**PROMPT**. Reproduce every line from the start of the items through the line containing "x=25, y=370", inclusive, keeping the requests but scaling each coordinate in the answers by 0.7 and rounding to a whole number, with halves rounded up. Give only those lines, and leave out the pictures.

**RECORDS FOR PROCESSING**.

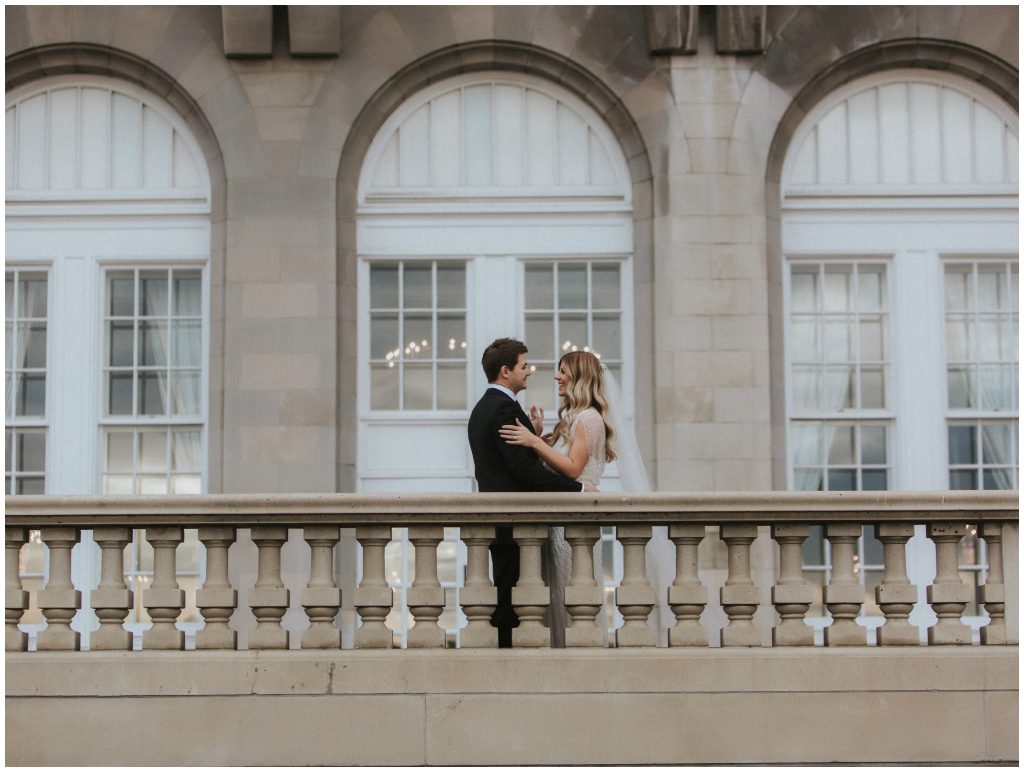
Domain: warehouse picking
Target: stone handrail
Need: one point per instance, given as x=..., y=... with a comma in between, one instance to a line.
x=688, y=517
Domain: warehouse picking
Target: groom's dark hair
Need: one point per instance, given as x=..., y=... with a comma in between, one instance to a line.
x=503, y=352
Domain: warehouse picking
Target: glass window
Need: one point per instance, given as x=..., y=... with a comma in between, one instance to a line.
x=418, y=336
x=570, y=306
x=25, y=370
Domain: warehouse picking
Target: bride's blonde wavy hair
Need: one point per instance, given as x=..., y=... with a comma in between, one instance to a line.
x=586, y=390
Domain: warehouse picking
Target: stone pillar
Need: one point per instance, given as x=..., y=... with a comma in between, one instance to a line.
x=16, y=599
x=530, y=596
x=844, y=595
x=948, y=595
x=739, y=596
x=217, y=599
x=895, y=595
x=792, y=596
x=269, y=597
x=993, y=591
x=322, y=598
x=373, y=597
x=59, y=600
x=687, y=596
x=164, y=599
x=583, y=597
x=635, y=596
x=426, y=596
x=112, y=600
x=478, y=597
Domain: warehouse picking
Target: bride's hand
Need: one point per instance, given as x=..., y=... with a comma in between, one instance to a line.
x=537, y=418
x=518, y=434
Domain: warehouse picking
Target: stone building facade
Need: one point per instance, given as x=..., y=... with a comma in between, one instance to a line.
x=702, y=103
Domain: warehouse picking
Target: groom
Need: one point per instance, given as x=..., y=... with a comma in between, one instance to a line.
x=501, y=467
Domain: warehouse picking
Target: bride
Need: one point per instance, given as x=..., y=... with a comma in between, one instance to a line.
x=590, y=432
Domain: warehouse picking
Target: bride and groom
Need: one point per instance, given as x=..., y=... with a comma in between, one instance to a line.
x=511, y=455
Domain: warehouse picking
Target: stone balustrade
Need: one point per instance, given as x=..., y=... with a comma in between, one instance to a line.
x=737, y=519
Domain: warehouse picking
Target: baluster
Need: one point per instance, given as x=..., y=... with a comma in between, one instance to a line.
x=530, y=596
x=738, y=596
x=993, y=592
x=844, y=595
x=374, y=597
x=217, y=599
x=426, y=596
x=478, y=597
x=583, y=596
x=322, y=598
x=895, y=595
x=948, y=594
x=16, y=598
x=269, y=597
x=59, y=600
x=112, y=600
x=792, y=595
x=635, y=596
x=687, y=596
x=164, y=599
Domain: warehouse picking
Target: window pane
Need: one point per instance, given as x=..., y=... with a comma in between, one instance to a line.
x=122, y=341
x=996, y=444
x=451, y=287
x=187, y=344
x=872, y=388
x=384, y=287
x=540, y=292
x=184, y=393
x=573, y=334
x=604, y=286
x=962, y=445
x=184, y=451
x=122, y=289
x=33, y=345
x=417, y=337
x=541, y=337
x=119, y=452
x=837, y=295
x=153, y=387
x=960, y=387
x=384, y=387
x=872, y=444
x=841, y=444
x=153, y=293
x=187, y=294
x=120, y=394
x=571, y=286
x=417, y=287
x=153, y=451
x=153, y=344
x=418, y=387
x=384, y=337
x=451, y=387
x=451, y=337
x=804, y=290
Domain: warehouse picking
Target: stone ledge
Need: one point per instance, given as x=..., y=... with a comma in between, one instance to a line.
x=115, y=674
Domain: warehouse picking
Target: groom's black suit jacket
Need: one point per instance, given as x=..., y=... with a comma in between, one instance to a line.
x=501, y=467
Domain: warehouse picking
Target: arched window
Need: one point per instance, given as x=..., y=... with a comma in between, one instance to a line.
x=108, y=228
x=488, y=205
x=899, y=231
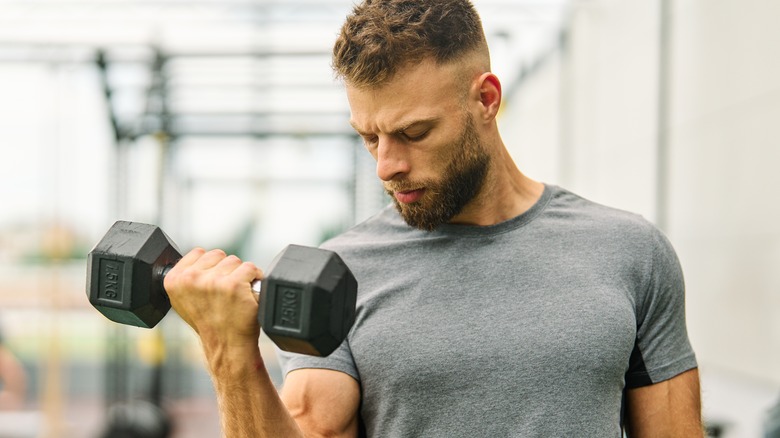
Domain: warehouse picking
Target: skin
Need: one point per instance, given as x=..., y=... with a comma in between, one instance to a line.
x=410, y=126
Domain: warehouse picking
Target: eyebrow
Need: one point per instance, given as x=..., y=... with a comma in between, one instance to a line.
x=403, y=127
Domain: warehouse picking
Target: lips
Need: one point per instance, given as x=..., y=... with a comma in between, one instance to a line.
x=409, y=196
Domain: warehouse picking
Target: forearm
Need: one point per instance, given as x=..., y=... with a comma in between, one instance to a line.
x=249, y=403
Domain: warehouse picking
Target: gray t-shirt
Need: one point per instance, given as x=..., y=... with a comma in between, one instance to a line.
x=529, y=328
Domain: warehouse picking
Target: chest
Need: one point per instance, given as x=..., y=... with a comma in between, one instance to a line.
x=468, y=329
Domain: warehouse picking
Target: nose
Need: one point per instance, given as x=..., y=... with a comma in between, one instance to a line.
x=391, y=162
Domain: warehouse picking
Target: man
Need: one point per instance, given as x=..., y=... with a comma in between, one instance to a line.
x=489, y=304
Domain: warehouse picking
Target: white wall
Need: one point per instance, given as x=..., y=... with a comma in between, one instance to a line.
x=593, y=112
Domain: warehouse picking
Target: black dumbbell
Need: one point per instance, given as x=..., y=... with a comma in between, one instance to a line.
x=307, y=300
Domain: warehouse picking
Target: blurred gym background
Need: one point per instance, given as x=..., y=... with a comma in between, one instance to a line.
x=220, y=121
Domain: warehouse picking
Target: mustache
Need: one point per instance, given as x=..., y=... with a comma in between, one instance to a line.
x=404, y=186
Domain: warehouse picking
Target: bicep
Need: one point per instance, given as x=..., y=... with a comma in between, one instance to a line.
x=668, y=408
x=323, y=402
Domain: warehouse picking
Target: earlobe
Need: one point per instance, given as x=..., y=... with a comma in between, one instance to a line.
x=490, y=95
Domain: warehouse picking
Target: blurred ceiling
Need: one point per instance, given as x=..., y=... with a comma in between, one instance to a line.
x=231, y=67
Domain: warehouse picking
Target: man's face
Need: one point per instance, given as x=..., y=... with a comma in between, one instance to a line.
x=446, y=196
x=426, y=143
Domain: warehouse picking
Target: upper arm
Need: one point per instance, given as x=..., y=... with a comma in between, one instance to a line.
x=323, y=402
x=670, y=408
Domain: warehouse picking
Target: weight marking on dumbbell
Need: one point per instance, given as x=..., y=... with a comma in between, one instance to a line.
x=289, y=310
x=110, y=279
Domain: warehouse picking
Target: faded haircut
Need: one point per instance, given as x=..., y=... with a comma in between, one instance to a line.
x=380, y=37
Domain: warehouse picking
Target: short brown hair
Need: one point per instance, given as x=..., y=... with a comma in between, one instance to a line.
x=382, y=36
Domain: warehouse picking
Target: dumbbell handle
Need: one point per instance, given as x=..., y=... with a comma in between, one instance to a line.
x=256, y=284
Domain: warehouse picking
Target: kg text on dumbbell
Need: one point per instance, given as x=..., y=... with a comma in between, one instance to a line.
x=307, y=300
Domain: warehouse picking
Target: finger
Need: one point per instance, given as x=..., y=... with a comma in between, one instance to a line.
x=247, y=271
x=190, y=258
x=228, y=265
x=209, y=259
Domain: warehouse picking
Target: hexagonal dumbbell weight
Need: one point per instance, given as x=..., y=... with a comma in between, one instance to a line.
x=307, y=300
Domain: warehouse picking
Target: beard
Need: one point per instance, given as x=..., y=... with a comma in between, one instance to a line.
x=462, y=180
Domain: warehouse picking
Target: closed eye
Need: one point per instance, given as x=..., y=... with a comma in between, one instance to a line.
x=415, y=136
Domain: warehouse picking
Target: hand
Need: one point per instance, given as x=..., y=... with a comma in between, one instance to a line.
x=212, y=293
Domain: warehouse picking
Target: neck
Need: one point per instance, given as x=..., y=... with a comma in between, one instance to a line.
x=505, y=194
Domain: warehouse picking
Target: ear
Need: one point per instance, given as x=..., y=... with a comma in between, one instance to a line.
x=489, y=95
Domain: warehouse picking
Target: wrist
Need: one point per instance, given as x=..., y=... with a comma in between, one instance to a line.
x=233, y=360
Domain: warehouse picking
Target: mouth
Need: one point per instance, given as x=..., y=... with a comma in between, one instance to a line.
x=409, y=196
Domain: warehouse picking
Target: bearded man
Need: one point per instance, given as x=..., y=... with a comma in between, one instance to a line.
x=490, y=304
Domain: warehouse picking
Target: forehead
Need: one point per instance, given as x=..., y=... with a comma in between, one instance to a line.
x=421, y=91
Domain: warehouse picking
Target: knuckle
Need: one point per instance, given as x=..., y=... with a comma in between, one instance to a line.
x=218, y=252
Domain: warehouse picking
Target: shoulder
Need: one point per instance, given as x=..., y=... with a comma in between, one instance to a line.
x=385, y=226
x=570, y=210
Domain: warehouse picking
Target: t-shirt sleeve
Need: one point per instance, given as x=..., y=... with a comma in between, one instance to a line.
x=662, y=349
x=340, y=360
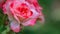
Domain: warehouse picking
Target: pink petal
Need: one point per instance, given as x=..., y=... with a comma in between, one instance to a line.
x=31, y=22
x=15, y=26
x=42, y=20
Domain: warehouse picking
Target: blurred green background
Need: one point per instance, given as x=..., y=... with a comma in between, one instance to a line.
x=51, y=25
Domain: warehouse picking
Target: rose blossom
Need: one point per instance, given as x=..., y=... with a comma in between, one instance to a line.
x=22, y=12
x=1, y=3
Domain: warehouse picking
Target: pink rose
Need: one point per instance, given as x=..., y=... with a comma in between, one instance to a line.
x=22, y=12
x=1, y=3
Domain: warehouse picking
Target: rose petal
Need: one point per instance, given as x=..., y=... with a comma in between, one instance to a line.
x=30, y=22
x=15, y=26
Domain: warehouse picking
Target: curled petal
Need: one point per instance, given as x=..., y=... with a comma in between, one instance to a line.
x=30, y=22
x=15, y=26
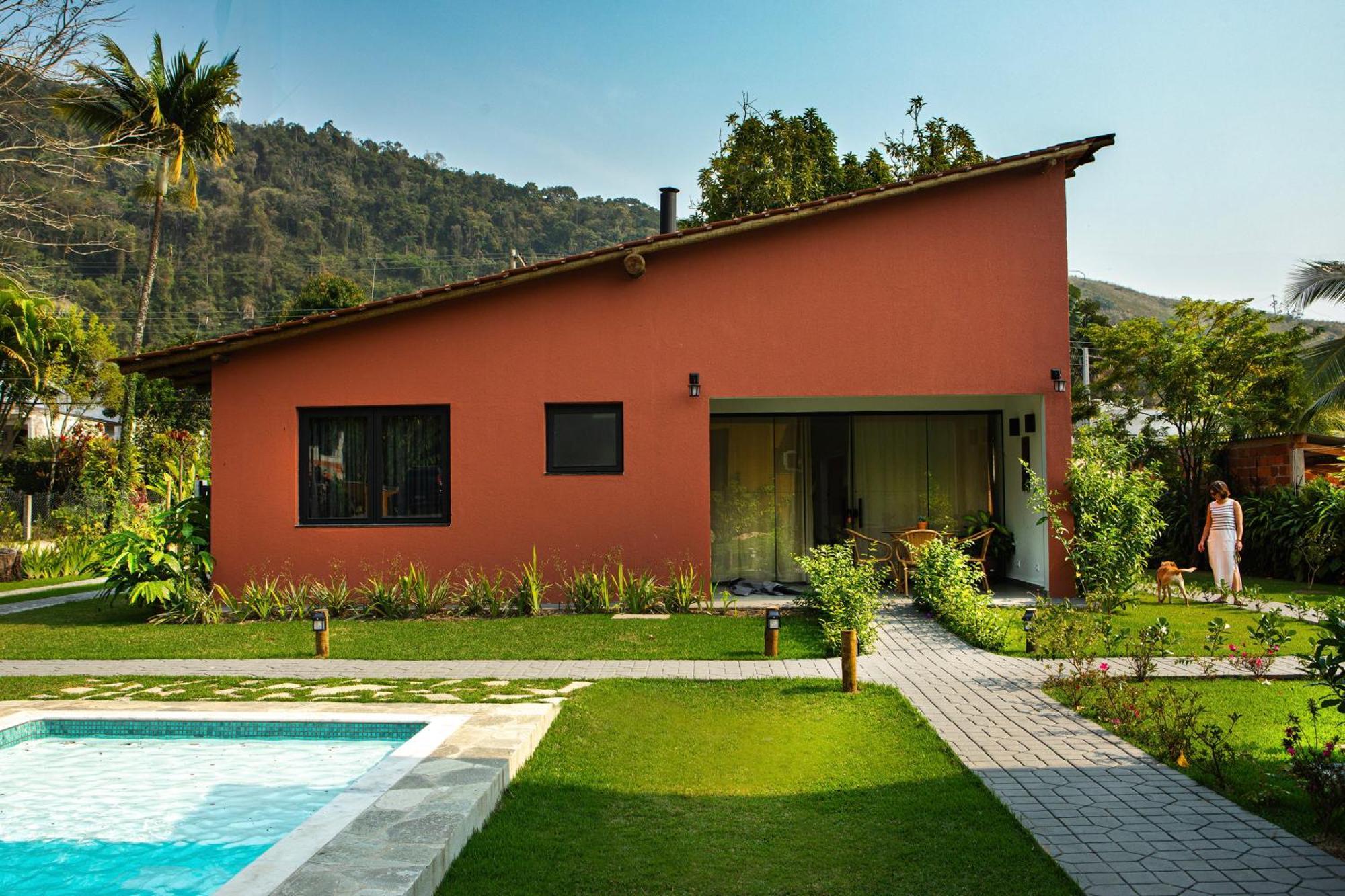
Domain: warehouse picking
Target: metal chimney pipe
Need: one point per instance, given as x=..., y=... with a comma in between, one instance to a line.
x=668, y=209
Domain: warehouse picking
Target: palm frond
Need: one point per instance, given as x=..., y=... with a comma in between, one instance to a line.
x=1316, y=280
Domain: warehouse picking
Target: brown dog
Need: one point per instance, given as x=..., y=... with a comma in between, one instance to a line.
x=1169, y=573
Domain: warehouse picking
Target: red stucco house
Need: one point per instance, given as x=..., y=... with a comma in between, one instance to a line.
x=727, y=395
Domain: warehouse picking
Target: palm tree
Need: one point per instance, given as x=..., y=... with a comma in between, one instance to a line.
x=1313, y=282
x=171, y=115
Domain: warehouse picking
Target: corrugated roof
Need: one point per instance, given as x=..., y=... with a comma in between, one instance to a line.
x=193, y=360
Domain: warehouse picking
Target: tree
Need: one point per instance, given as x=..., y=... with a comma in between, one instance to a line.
x=935, y=146
x=774, y=161
x=40, y=163
x=325, y=292
x=170, y=116
x=1211, y=372
x=1323, y=282
x=50, y=358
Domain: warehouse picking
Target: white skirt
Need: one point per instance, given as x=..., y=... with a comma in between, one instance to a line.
x=1223, y=557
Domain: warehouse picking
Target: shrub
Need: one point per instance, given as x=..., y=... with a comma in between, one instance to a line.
x=1266, y=639
x=586, y=591
x=847, y=595
x=946, y=580
x=529, y=588
x=169, y=564
x=1288, y=529
x=685, y=589
x=1319, y=767
x=638, y=592
x=1116, y=512
x=1148, y=645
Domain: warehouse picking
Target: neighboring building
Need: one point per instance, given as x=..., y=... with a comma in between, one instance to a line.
x=730, y=395
x=64, y=419
x=1284, y=459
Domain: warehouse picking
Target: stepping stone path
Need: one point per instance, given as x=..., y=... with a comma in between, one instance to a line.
x=1113, y=817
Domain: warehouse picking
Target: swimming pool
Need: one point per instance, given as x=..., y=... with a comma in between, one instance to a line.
x=182, y=805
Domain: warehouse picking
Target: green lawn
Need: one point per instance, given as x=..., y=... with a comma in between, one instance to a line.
x=50, y=588
x=1278, y=589
x=93, y=630
x=223, y=689
x=748, y=787
x=1188, y=622
x=1258, y=780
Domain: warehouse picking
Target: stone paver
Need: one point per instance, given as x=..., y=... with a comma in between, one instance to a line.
x=1113, y=817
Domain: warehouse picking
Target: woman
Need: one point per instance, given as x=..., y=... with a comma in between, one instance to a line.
x=1225, y=536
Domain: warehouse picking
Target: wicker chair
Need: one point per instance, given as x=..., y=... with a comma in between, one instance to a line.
x=907, y=548
x=978, y=555
x=872, y=552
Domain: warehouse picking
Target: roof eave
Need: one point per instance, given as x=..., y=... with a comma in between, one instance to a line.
x=192, y=364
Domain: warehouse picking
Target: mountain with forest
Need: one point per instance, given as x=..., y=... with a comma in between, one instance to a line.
x=291, y=204
x=1122, y=303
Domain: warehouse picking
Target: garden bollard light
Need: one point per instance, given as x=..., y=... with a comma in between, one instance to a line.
x=849, y=659
x=321, y=618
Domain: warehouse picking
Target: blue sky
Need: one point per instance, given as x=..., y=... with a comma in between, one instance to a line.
x=1227, y=166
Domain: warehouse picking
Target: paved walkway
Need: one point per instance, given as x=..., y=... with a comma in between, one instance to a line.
x=21, y=606
x=1113, y=817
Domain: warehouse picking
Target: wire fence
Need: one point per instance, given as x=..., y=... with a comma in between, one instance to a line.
x=52, y=516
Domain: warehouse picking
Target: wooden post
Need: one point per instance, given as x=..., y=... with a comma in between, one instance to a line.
x=321, y=634
x=773, y=631
x=849, y=657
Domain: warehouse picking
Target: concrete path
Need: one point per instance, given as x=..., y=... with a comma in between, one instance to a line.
x=1113, y=817
x=22, y=606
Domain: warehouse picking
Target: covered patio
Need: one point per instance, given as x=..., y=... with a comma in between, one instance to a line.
x=787, y=474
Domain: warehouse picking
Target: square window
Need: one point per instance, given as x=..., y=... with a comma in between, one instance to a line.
x=584, y=439
x=373, y=466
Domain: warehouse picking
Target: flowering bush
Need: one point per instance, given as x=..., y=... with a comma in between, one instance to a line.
x=844, y=592
x=1317, y=766
x=1266, y=641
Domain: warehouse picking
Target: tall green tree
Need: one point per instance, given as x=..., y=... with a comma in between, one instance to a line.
x=173, y=118
x=1323, y=282
x=326, y=292
x=1211, y=372
x=771, y=161
x=934, y=146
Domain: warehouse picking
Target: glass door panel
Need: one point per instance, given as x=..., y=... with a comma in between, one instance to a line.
x=890, y=473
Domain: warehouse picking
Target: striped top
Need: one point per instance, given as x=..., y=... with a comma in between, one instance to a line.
x=1222, y=517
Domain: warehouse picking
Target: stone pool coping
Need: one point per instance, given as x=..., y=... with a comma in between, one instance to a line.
x=404, y=841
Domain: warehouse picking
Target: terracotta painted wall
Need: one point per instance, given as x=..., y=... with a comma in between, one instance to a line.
x=953, y=291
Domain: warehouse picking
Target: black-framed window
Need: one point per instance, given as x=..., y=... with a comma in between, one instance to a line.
x=584, y=439
x=373, y=466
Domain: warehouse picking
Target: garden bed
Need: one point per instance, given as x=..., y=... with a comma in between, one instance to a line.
x=95, y=630
x=1190, y=623
x=1256, y=779
x=748, y=787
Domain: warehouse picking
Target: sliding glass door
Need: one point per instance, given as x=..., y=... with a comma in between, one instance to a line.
x=759, y=498
x=783, y=483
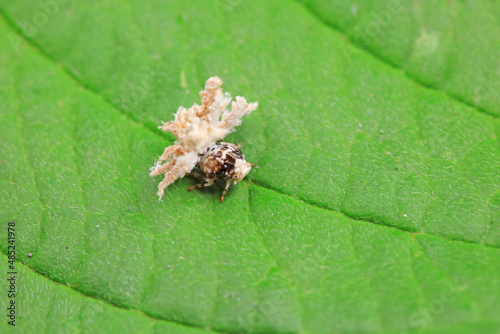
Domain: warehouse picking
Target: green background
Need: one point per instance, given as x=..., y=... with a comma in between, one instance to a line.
x=374, y=206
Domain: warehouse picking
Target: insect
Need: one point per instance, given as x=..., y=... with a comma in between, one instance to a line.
x=223, y=161
x=198, y=130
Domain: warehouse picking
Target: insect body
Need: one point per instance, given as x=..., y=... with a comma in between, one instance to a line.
x=223, y=161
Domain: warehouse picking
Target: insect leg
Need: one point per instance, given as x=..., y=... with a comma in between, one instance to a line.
x=228, y=183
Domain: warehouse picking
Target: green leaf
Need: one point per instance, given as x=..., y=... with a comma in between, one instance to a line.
x=374, y=206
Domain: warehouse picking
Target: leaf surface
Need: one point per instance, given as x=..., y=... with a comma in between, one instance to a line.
x=374, y=208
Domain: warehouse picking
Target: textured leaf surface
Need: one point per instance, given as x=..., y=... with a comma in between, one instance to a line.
x=375, y=206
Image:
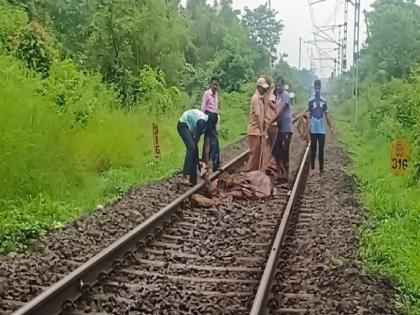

**WRITTEN RESPONSE**.
Domain: warehouse picking
Target: stone handrail
Need: one point per instance, given as x=..., y=... with a comma in between, one instance to a line.
x=482, y=362
Domain: warehouse picking
Target: groom's dark hair
Need: one point per instance, given as x=..., y=... with a comma in between, one instance to a line.
x=352, y=246
Domain: warehouse picking
Target: glass window
Need: one point per instance, given as x=..., y=... with a comma in between, one instance to a line.
x=293, y=235
x=399, y=214
x=18, y=259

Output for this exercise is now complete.